--- Study text Enclosed Below ---

Free Flow of Information Act
On March 31st, the House passed the Free Flow of Information Act, H.R. 985 - a critical bill that provides a federal media shield. The bill would provide journalists with a qualified privilege as to sources and information, while at the same time, recognizing the need for effective law enforcement and robust national security.
Freedom of the press is fundamental to our democracy and is essential to protecting the public's right to know. Without a federal media shield law to protect the confidential sources of journalists, freedom of the press is threatened. This carefully balanced bipartisan bill will provide a qualified privilege for journalists protecting confidential sources but will also protect our national security and effective law enforcement.
Journalists would have to testify in cases in which obtaining the information in question is necessary to prevent acts of terrorism, breaches of national security, imminent death, or severe bodily harm. Confidential sources exposing corruption, waste, and mismanagement have been critical in a number of key stories, including the Walter Reed Army Medical Center, Abu Ghraib prison scandal, Watergate and Iran-Contra.
For confidential sources, this bill signals that they will be protected in revealing evidence of waste, fraud and abuse, in both government and the private sector, to news organizations.
Almost every state has a media shield law, with 32 states and the District of Columbia with laws similar to this bill, but there is no federal statute protecting reporters' right to keep sources confidential.
This bill:
The bill protects journalists’ sources unless there is a strong public interest in compelling disclosure. The bill requires journalists to testify at the request of criminal prosecutors, criminal defendants and civil litigants who have shown by a preponderance of the evidence that they have met the various tests for compelled disclosure. Prosecutors would have to show that they had exhausted alternative sources before demanding information. They would need to show that the sought-after material was relevant and critical to proving a case, and that the public interest in requiring disclosure would outweigh the public interest in news gathering.
The bill is carefully balanced – protecting national security and law enforcement. The bill contains provisions to ensure that the privilege would not impair law enforcement’s efforts to prevent acts of terrorism, threats to national security, and death or bodily harm to members of the public, or to identify a person who has disclosed significant trade secrets or certain financial or medical information in violation of current law. Under the legislation, terrorists and terrorist organizations cannot use the media shield.
The bill includes special rules for cases involving leaks of classified information and where the journalist witnesses the crime. The bill will enable federal law enforcement authorities to obtain an order compelling disclosure of the identity of a source in the course of an investigation of a leak of properly classified information. The bill provides that the disclosure of a leaker’s identity can be compelled whenever the leak has caused or will cause “significant and articulable harm to the national security.” The bill also permits law enforcement to obtain an order compelling disclosure of documents and information obtained as the result of eyewitness observations of alleged criminal or tortious conduct by journalists, as well as criminal conduct by journalists themselves.

--- End of Enclosed Study text ---

- [Exercises to complete]
(A) From the Free Flow of Information Act text, return the passage starting at "The bill is" and ending at "the media shield.", copied word for word.
(B) List the key stories that the Free Flow of Information Act text says confidential sources were critical in.
The material comes from a separate source and is unrelated to the text.

--- Excerpted data Enclosed Below ---

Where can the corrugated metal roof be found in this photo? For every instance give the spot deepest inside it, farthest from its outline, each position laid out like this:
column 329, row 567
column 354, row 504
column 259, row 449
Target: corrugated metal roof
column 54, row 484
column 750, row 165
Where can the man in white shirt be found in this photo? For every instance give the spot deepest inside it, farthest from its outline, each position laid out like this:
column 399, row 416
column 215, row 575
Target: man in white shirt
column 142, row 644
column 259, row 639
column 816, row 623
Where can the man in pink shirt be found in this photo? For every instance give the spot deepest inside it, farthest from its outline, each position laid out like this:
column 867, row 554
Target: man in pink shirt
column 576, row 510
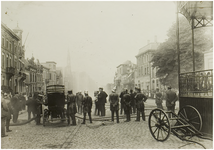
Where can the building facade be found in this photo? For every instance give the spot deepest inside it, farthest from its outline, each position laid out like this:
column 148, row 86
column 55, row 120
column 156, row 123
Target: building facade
column 145, row 76
column 13, row 73
column 51, row 65
column 125, row 75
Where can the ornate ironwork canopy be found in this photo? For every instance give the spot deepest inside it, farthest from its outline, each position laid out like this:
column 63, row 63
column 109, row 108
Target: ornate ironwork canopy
column 199, row 12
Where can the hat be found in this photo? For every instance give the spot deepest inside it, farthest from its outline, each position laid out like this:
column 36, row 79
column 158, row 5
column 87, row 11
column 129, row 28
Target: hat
column 113, row 90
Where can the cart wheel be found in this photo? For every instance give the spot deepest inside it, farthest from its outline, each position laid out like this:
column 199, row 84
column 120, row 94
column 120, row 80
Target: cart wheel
column 191, row 115
column 159, row 125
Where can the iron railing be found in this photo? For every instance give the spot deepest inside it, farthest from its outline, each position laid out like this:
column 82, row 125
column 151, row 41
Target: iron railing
column 196, row 84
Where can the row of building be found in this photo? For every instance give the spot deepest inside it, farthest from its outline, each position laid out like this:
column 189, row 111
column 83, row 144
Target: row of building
column 24, row 75
column 142, row 74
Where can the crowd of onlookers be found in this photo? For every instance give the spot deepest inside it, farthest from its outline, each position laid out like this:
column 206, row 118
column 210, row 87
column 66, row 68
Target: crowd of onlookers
column 12, row 105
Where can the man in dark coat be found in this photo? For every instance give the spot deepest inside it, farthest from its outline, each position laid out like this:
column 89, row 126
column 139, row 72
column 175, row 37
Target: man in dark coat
column 122, row 100
column 159, row 99
column 171, row 98
column 127, row 105
column 114, row 105
column 79, row 102
column 87, row 105
column 140, row 99
column 17, row 105
column 102, row 100
column 71, row 107
column 133, row 101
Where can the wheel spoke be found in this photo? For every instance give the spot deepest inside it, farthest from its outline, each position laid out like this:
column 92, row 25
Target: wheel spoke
column 185, row 113
column 155, row 130
column 158, row 133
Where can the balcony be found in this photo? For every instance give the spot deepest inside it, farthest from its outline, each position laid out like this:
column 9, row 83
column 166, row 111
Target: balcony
column 10, row 71
column 196, row 84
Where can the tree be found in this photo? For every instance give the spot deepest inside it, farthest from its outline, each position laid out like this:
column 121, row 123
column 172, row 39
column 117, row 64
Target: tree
column 165, row 58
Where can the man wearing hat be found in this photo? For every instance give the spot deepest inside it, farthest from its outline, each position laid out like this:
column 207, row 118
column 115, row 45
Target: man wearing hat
column 127, row 105
column 159, row 99
column 114, row 104
column 71, row 107
column 122, row 100
column 87, row 105
column 101, row 101
column 171, row 98
column 140, row 99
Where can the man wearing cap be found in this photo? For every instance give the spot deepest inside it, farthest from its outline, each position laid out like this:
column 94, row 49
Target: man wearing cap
column 79, row 102
column 71, row 107
column 133, row 101
column 159, row 99
column 127, row 105
column 87, row 105
column 114, row 104
column 122, row 100
column 171, row 98
column 140, row 99
column 4, row 114
column 102, row 100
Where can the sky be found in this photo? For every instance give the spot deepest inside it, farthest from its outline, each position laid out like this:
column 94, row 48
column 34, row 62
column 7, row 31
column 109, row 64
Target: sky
column 98, row 35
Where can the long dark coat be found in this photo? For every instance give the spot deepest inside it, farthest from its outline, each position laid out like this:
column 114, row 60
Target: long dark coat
column 114, row 101
column 140, row 99
column 71, row 106
column 87, row 104
column 127, row 101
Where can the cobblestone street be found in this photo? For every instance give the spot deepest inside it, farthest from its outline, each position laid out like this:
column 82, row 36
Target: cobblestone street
column 98, row 135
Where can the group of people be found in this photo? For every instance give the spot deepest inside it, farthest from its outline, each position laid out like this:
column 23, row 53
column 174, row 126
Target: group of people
column 11, row 105
column 72, row 104
column 129, row 101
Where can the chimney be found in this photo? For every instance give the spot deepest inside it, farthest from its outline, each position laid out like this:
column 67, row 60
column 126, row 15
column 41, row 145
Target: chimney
column 155, row 39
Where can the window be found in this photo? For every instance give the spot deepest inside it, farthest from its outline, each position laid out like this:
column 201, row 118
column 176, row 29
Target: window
column 2, row 60
column 2, row 41
column 7, row 61
column 10, row 47
column 7, row 44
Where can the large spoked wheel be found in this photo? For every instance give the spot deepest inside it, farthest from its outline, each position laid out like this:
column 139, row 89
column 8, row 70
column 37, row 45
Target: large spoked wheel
column 159, row 125
column 191, row 115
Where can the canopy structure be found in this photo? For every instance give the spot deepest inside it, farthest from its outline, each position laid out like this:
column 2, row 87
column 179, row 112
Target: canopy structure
column 200, row 13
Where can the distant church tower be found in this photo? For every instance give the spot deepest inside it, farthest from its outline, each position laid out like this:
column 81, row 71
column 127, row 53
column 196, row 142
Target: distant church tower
column 68, row 75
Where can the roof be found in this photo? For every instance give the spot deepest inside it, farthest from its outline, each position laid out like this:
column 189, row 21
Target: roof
column 196, row 9
column 150, row 46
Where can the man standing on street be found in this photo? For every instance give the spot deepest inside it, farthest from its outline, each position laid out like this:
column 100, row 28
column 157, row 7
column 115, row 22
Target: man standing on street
column 140, row 99
column 133, row 101
column 15, row 103
column 87, row 105
column 79, row 102
column 114, row 104
column 159, row 99
column 127, row 105
column 102, row 100
column 122, row 100
column 171, row 98
column 71, row 107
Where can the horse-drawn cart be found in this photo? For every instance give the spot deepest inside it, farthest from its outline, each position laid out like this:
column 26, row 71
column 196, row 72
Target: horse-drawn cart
column 55, row 104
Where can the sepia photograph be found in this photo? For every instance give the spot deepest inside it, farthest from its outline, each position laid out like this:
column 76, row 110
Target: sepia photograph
column 106, row 74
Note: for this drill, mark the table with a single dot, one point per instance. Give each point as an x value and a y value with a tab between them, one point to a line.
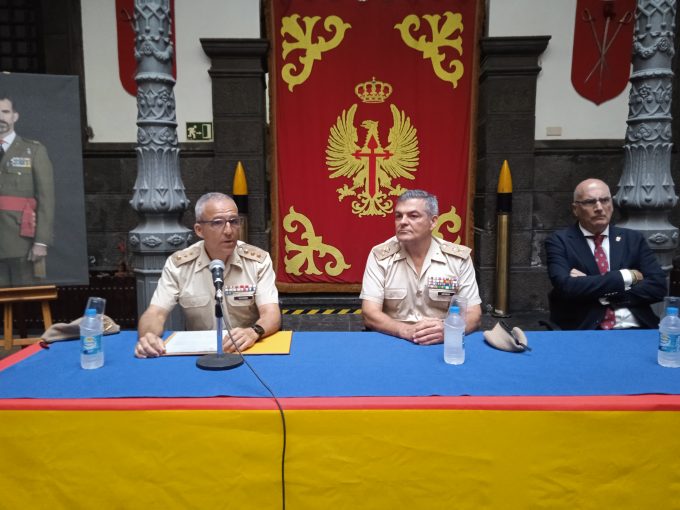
584	420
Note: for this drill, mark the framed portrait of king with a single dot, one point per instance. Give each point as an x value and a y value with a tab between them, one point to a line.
42	206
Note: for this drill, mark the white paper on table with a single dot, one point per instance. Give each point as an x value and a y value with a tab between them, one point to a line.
191	342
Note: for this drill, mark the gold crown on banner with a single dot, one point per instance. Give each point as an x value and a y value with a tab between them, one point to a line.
373	91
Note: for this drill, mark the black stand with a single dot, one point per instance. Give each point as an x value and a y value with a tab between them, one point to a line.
219	360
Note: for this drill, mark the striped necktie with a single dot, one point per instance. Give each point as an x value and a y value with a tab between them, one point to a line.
603	266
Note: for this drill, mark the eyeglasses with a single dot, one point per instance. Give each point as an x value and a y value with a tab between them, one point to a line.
219	223
590	202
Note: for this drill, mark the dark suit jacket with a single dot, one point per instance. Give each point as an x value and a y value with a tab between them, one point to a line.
574	301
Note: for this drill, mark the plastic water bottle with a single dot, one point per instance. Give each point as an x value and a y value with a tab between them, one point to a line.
669	339
454	333
91	348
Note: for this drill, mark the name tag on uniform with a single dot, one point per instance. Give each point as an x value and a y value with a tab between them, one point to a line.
443	285
20	162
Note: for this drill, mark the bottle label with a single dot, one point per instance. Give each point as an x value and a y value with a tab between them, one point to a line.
669	342
91	344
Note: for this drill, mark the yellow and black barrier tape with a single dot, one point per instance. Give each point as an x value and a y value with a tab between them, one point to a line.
321	311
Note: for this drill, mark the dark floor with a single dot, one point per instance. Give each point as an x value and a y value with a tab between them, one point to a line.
338	313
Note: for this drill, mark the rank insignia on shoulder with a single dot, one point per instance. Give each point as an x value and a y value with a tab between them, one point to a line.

--- End of Enclosed Excerpted data ---

- [Responses by task]
(A)
The bill is carefully balanced – protecting national security and law enforcement. The bill contains provisions to ensure that the privilege would not impair law enforcement’s efforts to prevent acts of terrorism, threats to national security, and death or bodily harm to members of the public, or to identify a person who has disclosed significant trade secrets or certain financial or medical information in violation of current law. Under the legislation, terrorists and terrorist organizations cannot use the media shield.

(B)
Walter Reed Army Medical Center
Abu Ghraib prison scandal
Watergate
Iran-Contra